>>
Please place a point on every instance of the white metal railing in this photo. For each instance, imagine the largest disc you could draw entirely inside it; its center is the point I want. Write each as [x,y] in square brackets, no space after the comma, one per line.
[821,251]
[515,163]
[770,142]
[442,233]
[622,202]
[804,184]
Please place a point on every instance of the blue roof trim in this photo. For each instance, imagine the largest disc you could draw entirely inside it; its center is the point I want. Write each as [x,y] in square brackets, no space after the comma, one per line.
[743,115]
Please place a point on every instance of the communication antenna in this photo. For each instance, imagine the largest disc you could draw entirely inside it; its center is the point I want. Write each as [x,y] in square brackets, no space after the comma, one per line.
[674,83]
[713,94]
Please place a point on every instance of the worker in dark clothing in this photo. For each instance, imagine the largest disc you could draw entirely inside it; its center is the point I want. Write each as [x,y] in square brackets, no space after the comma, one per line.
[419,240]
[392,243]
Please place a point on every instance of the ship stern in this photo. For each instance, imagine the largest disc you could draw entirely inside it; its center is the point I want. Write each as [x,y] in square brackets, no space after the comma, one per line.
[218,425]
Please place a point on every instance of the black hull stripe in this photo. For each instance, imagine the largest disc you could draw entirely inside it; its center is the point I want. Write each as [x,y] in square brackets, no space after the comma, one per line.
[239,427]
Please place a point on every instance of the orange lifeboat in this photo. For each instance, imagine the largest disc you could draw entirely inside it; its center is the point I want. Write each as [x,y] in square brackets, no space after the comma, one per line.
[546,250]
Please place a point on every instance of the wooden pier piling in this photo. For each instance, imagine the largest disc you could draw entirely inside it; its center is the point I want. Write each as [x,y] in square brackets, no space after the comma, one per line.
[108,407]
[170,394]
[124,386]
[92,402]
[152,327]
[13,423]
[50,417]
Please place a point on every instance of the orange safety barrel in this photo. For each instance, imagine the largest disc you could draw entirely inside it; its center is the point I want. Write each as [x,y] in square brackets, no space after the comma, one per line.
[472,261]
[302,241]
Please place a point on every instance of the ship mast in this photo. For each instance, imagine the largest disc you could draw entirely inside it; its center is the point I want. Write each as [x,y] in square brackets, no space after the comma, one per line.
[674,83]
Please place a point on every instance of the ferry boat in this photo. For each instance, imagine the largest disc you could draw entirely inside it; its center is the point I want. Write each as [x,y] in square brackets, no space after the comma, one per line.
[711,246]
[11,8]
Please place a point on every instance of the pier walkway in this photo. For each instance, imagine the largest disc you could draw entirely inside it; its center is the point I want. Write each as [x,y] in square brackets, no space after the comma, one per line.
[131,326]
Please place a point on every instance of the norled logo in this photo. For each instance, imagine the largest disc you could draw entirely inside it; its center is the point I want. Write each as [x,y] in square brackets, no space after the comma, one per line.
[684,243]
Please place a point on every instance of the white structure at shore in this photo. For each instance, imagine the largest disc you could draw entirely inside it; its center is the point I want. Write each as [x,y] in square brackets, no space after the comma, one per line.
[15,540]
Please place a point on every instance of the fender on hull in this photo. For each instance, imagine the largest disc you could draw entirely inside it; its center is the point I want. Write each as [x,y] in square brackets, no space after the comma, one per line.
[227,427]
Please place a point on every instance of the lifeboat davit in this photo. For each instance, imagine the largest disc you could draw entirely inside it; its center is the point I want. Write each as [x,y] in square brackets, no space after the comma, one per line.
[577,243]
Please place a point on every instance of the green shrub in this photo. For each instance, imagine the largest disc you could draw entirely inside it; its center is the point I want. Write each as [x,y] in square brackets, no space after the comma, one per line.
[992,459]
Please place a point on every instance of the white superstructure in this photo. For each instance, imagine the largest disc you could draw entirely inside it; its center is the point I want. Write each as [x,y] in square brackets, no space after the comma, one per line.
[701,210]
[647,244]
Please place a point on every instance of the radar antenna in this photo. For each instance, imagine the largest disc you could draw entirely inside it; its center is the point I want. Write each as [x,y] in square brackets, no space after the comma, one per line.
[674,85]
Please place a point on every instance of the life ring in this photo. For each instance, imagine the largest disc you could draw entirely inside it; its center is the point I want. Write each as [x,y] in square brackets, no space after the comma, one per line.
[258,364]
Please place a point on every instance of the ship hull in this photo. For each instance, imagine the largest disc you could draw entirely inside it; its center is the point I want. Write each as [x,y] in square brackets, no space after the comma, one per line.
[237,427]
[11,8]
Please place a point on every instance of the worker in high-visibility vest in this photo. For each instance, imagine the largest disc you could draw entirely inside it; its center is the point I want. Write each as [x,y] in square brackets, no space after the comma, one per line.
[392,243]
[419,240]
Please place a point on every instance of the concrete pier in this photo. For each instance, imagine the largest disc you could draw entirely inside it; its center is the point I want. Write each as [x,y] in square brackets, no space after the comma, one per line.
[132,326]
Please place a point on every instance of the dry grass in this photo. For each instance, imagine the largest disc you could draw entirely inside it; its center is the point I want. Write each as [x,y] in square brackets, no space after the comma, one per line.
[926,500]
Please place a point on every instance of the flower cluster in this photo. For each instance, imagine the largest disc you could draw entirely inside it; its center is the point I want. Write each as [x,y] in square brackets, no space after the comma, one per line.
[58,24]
<<
Copy each of the records above word for word, in the same order, without changing anything.

Please place a point on every instance of the white metal railing in this photo. For each instance, imagine the largest disc you could draw entirely inside it; its center is the point I want. Write each as [x,y] in square brackets, no space after the comma, one per line.
[821,251]
[515,163]
[770,142]
[442,233]
[622,202]
[804,184]
Please place a point on every instance of the blue roof trim in this photo. For each instance, imagine the largest disc you could draw entirely inside it; its center is the point I want. Write each as [x,y] in square brackets, no space after the comma, one per line.
[743,115]
Please place a point on every instance of the communication antenna in this photo. For each instance, imagine the largest disc you could draw entirely inside it; its center is the point I want. Write each as [x,y] in square brackets, no space after the comma, one per line.
[674,83]
[713,94]
Please place a point on every instance of the worker in dark clothing in this photo. For each instance, imagine the largest disc you could draw entirely inside it; its center is the point I want. Write each as [x,y] in square brackets, no space after the comma, one per line.
[419,240]
[392,243]
Please place a point on every instance of the ship stern in this photo. For each instance, imagine the largest disc you could draw entirely inside it; its center is the point I want. Write each as [x,y] in square brackets, no space after the comma, one per line.
[218,425]
Please place a point on every instance of the black hull stripe in this photo. For each instance, imagine the largest disc you could draw entirely inside it; its center is the point I want. Write each as [x,y] in square brackets, no space after the comma, one per line.
[239,427]
Please place a point on every instance of the orange lifeboat in this photo. For each instance, imagine the largest disc you could draw entirely inside it; its center is the point I want. Write each as [x,y] in square brackets, no space after the comma, one per line.
[546,250]
Please place a point on every instance of the wooden pier piling in this photo. For each instance, imagine the largest disc you could draw entirely inside it; its center is the point I want. Write each as [x,y] in square brackets, no space after the comma, one per line.
[108,407]
[170,394]
[124,386]
[92,402]
[152,327]
[13,423]
[50,417]
Please place a point on every instance of the orange safety barrel in this photo. For each instance, imagine the largest disc you could draw entirely inside it; its center is the point I want. Write each as [x,y] in square brackets, no space after the comma, one per line.
[472,261]
[302,241]
Please place a point on every instance of the ship mast in this photo. For each instance, imagine the largest disc you could draw entirely inside it; its center is the point I want. Write each as [x,y] in square brackets, no space after the comma, one per line.
[674,83]
Please place a point on every instance of the ferry boat in this photo. For each instance, imagine the largest disc you could draw entirely inside it; its center is the point I want. Write each as [x,y] in square brackets, no space after the comma, one per line.
[711,246]
[11,8]
Please place a point on every instance of the pier walkway in this photo. For each instance, imagine the largest disc you could draw entirely inside it; its center is the point I want. Write each as [x,y] in square brackets, no space after the comma, one per line.
[131,326]
Please place a point on every instance of the norled logo in this photo. For each instance, imagine the largest disc you could draw entirely inside it; its center is the point I want. Write each as [x,y] in square brackets, no space after the comma, one per line.
[684,243]
Please place a point on every instance of the white structure at shore in this photo. For each instance, imagine the largest disc you could draw entirely inside it; its center is the point I want. Write each as [x,y] in square brackets, no space after the comma, one per line.
[15,540]
Please place a point on every instance of the fender on hull in this photo. For each instance, imagine the largest disc you could draw entirely inside it; its center is the point I want. Write each as [x,y] in square brackets, no space after the comma, one per line.
[227,427]
Please place a point on every instance of the lifeboat davit in this photo. For each instance, imagine the largest disc you could draw entirely inside it; its center is the point I want. Write each as [x,y] in square brackets, no space after the comma, one per line.
[577,243]
Please place a point on every instance of the green shrub in this photo. For each instance, imagine the largest disc you could draw entirely inside it; its center is the point I want. Write each as [x,y] in square brackets, no space after the comma, one per line.
[992,459]
Please place a point on every instance of the white superstructure in this photo. For each instance, imagine the largest disc you could draw entirely inside it; its center is the point I want. Write each as [x,y] in square brackets, no space after the comma, one per line.
[701,210]
[647,244]
Please place a point on every instance of the radar antenna in this photo. For each instance, imagine the largest disc you could draw entirely inside it; its center is the point I want. Write each as [x,y] in square brackets, no space after the comma, one per line.
[674,85]
Please place a point on every instance of the life ring in this photo. For each instance, imagine the largest disc you could draw entirely inside it; its center is the point I want. Write each as [x,y] in square brackets, no space after the comma, one per line.
[258,364]
Please place a point on every instance of the ship hull in this photo. For each instance, imagine the largest disc you could draw entirely inside it; its center is the point I want. Write each as [x,y] in square brackets, no space after the comma, one per line.
[237,427]
[11,8]
Please place a point on every instance of the worker in high-visibility vest in this photo. For each instance, imagine the largest disc you could draw entirely inside it; its center is the point I want. Write each as [x,y] in square brackets, no space after the comma, one per line.
[392,243]
[419,240]
Please place a point on every instance of the concrete pier in this photo. For each instance, imagine the largest disc you could draw entirely inside it; its center is the point I want. Write each as [x,y] in square brackets, no space after the comma, one per line.
[132,326]
Please place a point on every instance of the dry grass in this photo. For each instance, imagine the largest disc you could draw entirely inside it; its center is the point I want. Write each as [x,y] in square brackets, no space after the comma, one per line.
[926,500]
Please place a point on every instance of the flower cluster in this photo. For each instance, imagine the largest disc you could draw entirely inside it; its center is the point I want. Write each as [x,y] in square brackets, no space after the comma, one per line.
[58,24]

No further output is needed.